(Problem set)
#1 Please reproduce the solar activity article between "In a new paper" and "effect on .", inclusive, changing "pure chance coincidence" to "random coincidence".
#2 According to the solar activity article, by about how many orders of magnitude do the corrected tests raise the probability of chance coincidence for red noise, compared with the figures Abreu et al. claimed?
#3 List the headed sections of the abstract in the solar activity article.

(Reading passage)
BEGIN

New paper says 'No evidence of planetary influence on solar activity'

English: Motion of Barycenter of the solar sys...
Still no effect: Motion of Barycenter of the solar system relative to the Sun. (Photo credit: Wikipedia)

“Barycentric” influence of the planets on the sun is just statistically insignificant, and a previous paper that claims to find a signal in isotopic records is proven to be nothing more than a statistical artifact.

In 2012, Astronomy & Astrophysics published a statistical study of the isotopic records of solar activity, in which Abreu et al. claimed that there is evidence of planetary influence on solar activity. A&A is publishing a new analysis of these isotopic data by Cameron and Schüssler. It corrects technical errors in the statistical tests performed by Abreu et al.

They find no evidence of any planetary effect on solar activity.

In a new paper published in A&A, R. Cameron and M. Schüssler, however, identify subtle technical errors in the statistical tests performed by Abreu et al. Correcting these errors reduces the statistical significance by many orders of magnitude to values consistent with a pure chance coincidence. The quasi-periods in the isotope data therefore provide no evidence that there is any planetary effect on .

Source: http://phys.org/news/2013-09-evidence-planetary-solar.html#nwlt

The paper (h/t to Dr. Leif Svalgaard)

No evidence for planetary influence on solar activity

R. H. Cameron and M. Schüssler

Max-Planck-Institut für Sonnensystemforschung, Max-Planck-Str. 2, 37191 Katlenburg-Lindau, Germany e-mail: [cameron;schuessler]@mps.mpg.de

Received 16 April 2013 / Accepted 24 July 2013

ABSTRACT

Context. Recently, Abreu et al. (2012, A&A. 548, A88) proposed a long-term modulation of solar activity through tidal effects exerted by the planets. This claim is based upon a comparison of (pseudo-)periodicities derived from records of cosmogenic isotopes with those arising from planetary torques on an ellipsoidally deformed Sun.

Aims. We examined the statistical significance of the reported similarity of the periods.

Methods. The tests carried out by Abreu et al. were repeated with artificial records of solar activity in the form of white or red noise. The tests were corrected for errors in the noise definition as well as in the apodisation and filtering of the random series.

Results. The corrected tests provide probabilities for chance coincidence that are higher than those claimed by Abreu et al. by about 3 and 8 orders of magnitude for white and red noise, respectively. For an unbiased choice of the width of the frequency bins used for the test (a constant multiple of the frequency resolution) the probabilities increase by another two orders of magnitude to 7.5% for red noise and 22% for white noise.

Conclusions. The apparent agreement between the periodicities in records of cosmogenic isotopes as proxies for solar activity and planetary torques is statistically insignificant. There is no evidence for a planetary influence on solar activity.

END

(Available data)

BEGIN

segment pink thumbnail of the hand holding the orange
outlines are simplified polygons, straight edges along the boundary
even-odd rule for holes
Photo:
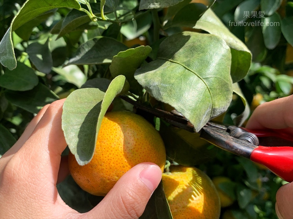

END

(Outputs for the tasks)
#1
In a new paper published in A&A, R. Cameron and M. Schüssler, however, identify subtle technical errors in the statistical tests performed by Abreu et al. Correcting these errors reduces the statistical significance by many orders of magnitude to values consistent with a random coincidence. The quasi-periods in the isotope data therefore provide no evidence that there is any planetary effect on .

#2 About 8 orders of magnitude.

#3 Context, Aims, Methods, Results, Conclusions